Data lines
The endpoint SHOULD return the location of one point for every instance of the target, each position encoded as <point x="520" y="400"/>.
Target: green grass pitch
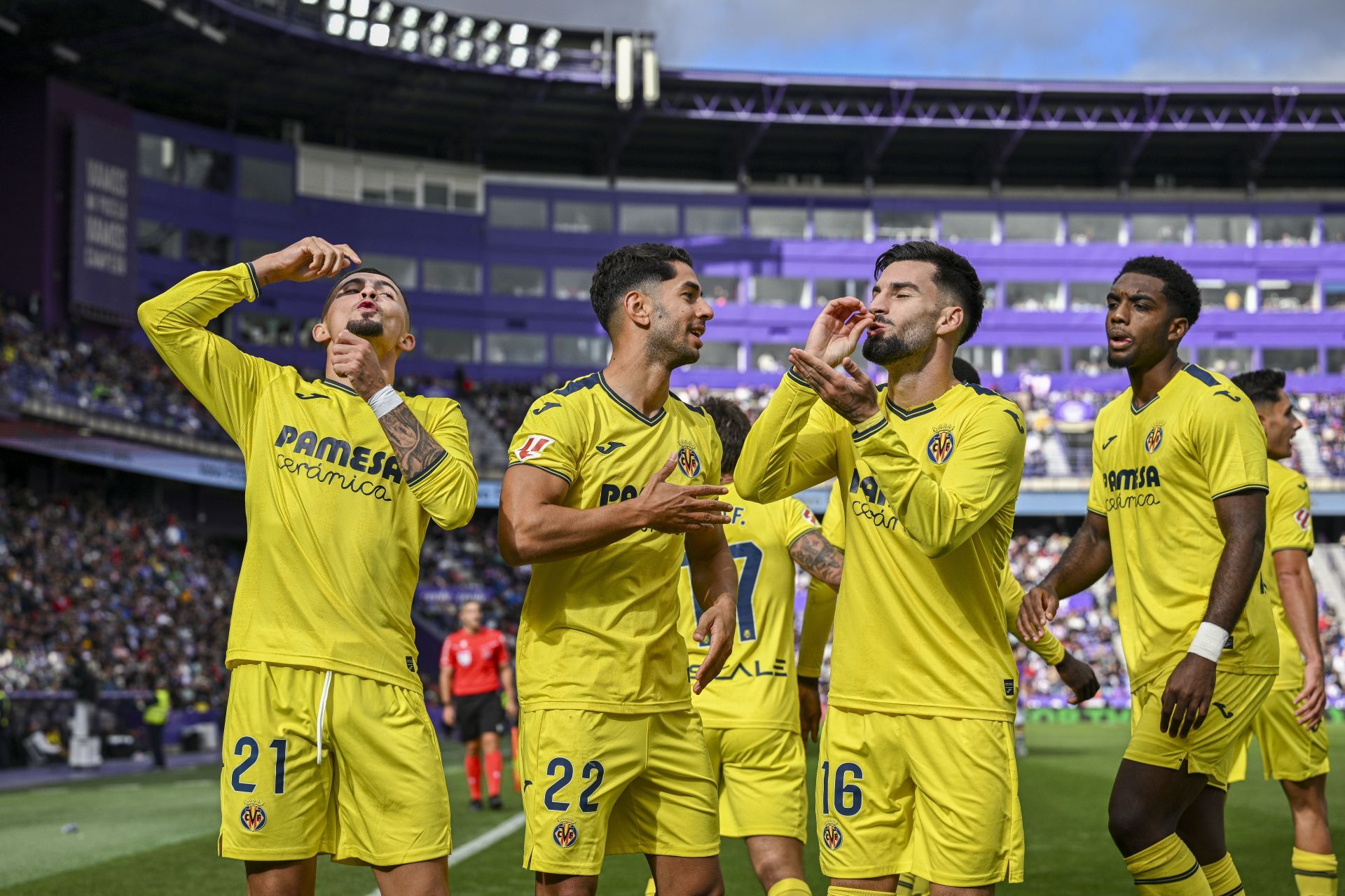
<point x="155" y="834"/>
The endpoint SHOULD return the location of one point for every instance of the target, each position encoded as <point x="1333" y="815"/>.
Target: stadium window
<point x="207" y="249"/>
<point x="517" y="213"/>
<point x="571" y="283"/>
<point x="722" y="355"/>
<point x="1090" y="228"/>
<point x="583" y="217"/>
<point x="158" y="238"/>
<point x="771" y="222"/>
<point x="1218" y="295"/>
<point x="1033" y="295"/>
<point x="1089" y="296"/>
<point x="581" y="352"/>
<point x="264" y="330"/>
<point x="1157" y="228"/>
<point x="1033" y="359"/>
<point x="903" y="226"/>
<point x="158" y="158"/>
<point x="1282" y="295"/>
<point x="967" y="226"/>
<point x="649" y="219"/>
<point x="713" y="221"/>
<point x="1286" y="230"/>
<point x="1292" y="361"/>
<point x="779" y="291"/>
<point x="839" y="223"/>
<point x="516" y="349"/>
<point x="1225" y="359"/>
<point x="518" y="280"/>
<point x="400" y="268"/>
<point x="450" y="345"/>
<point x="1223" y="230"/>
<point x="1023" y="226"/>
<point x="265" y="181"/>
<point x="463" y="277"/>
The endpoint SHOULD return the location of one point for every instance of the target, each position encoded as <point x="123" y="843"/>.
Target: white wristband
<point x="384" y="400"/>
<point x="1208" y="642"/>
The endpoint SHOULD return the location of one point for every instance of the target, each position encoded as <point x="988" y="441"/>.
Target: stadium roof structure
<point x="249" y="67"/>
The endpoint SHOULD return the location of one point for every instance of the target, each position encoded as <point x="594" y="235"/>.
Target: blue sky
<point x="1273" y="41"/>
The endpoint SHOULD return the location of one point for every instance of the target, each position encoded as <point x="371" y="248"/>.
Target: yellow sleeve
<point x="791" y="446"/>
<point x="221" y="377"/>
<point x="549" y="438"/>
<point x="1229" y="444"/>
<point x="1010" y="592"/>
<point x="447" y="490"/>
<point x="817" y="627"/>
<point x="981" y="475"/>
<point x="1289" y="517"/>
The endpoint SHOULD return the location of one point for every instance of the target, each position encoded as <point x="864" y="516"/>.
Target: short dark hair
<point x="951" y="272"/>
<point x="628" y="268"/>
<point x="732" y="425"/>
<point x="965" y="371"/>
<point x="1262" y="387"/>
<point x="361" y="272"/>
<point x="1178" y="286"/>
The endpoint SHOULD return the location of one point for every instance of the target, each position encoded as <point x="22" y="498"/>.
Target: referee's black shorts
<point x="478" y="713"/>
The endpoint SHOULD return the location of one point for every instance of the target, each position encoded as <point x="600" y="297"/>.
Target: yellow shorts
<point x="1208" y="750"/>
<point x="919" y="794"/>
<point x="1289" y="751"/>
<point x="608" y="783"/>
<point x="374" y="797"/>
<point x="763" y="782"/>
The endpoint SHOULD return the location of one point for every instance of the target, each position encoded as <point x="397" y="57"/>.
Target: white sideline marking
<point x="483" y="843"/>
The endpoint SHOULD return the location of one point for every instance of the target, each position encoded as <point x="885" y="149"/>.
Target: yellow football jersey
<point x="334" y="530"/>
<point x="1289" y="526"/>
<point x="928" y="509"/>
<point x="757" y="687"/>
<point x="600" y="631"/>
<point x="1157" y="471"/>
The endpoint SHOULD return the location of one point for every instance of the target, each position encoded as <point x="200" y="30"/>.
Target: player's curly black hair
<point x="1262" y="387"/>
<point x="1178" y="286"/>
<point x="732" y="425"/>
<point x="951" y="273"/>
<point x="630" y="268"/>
...
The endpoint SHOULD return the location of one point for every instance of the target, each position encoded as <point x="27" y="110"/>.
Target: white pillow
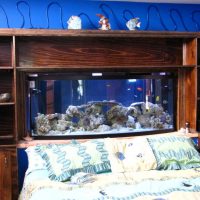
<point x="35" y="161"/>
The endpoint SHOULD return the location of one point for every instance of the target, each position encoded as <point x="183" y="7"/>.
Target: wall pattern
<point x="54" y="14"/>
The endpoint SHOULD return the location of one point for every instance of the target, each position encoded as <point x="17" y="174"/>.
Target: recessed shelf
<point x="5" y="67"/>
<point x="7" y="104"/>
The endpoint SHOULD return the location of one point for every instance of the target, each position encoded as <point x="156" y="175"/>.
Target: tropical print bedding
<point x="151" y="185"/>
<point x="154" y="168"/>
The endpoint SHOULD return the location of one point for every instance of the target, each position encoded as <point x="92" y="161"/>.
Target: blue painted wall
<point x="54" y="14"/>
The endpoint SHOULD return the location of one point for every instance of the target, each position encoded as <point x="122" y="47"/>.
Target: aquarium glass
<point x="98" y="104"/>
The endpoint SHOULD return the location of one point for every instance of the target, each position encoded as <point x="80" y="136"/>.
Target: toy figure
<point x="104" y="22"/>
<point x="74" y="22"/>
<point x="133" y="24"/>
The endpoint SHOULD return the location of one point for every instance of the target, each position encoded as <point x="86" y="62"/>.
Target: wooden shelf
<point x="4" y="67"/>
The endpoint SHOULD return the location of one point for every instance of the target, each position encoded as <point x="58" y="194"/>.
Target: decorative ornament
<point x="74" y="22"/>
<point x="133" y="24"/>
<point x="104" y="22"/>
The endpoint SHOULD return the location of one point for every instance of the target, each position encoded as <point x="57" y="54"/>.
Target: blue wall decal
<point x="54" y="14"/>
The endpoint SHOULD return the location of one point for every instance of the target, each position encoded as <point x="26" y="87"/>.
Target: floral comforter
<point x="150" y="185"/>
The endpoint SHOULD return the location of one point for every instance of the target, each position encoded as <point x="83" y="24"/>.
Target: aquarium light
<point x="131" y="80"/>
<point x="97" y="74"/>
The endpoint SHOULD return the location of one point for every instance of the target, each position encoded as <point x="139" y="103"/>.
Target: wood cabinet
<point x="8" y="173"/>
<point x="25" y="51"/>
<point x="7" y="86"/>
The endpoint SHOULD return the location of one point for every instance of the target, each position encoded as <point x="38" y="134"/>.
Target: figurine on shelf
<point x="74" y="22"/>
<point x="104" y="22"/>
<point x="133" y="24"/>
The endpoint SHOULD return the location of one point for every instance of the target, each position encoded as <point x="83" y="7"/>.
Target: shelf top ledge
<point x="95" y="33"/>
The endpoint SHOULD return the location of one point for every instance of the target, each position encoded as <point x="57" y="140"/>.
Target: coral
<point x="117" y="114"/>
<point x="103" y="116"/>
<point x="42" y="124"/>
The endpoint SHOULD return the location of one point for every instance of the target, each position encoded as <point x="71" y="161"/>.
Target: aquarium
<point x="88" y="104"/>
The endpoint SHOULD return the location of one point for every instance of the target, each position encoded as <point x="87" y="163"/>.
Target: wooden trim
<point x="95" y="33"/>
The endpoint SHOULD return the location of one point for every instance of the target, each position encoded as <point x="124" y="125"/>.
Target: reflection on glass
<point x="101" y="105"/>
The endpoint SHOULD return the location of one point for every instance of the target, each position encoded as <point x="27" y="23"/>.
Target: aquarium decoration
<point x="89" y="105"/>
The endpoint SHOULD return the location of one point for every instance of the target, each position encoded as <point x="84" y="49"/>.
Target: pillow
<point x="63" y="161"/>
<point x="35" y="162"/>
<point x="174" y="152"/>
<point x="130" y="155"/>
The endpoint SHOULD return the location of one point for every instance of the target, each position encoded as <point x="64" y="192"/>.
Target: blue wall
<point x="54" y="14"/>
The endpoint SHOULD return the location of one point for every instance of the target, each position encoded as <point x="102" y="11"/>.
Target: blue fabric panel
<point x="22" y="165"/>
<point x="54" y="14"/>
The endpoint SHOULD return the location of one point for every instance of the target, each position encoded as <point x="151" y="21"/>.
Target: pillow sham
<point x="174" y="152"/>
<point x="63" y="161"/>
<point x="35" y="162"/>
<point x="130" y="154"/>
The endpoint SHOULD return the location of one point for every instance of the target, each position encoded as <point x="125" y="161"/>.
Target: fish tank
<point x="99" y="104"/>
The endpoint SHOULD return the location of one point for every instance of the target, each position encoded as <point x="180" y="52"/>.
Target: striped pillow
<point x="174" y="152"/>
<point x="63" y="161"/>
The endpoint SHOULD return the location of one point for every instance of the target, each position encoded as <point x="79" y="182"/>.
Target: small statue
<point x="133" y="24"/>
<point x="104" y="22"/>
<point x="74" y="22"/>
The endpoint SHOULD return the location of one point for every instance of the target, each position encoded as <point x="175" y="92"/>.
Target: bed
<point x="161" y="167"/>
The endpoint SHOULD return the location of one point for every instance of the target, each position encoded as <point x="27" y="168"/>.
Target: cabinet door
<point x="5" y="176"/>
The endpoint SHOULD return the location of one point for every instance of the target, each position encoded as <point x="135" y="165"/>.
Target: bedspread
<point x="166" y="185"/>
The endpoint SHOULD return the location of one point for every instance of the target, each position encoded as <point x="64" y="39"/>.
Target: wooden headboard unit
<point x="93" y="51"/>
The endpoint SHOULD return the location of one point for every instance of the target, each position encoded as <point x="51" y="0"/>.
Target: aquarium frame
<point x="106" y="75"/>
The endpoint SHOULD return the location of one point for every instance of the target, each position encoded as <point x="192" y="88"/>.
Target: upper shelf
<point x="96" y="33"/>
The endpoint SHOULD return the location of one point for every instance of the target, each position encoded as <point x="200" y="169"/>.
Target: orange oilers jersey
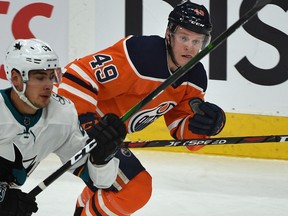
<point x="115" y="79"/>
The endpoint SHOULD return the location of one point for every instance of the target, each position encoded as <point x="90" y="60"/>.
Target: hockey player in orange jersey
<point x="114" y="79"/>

Directions for this task
Copy out every line of the data above that contains the string "stadium". Treat uppercase and lowercase as distinct when matching.

Task solution
Target: stadium window
Target: stadium roof structure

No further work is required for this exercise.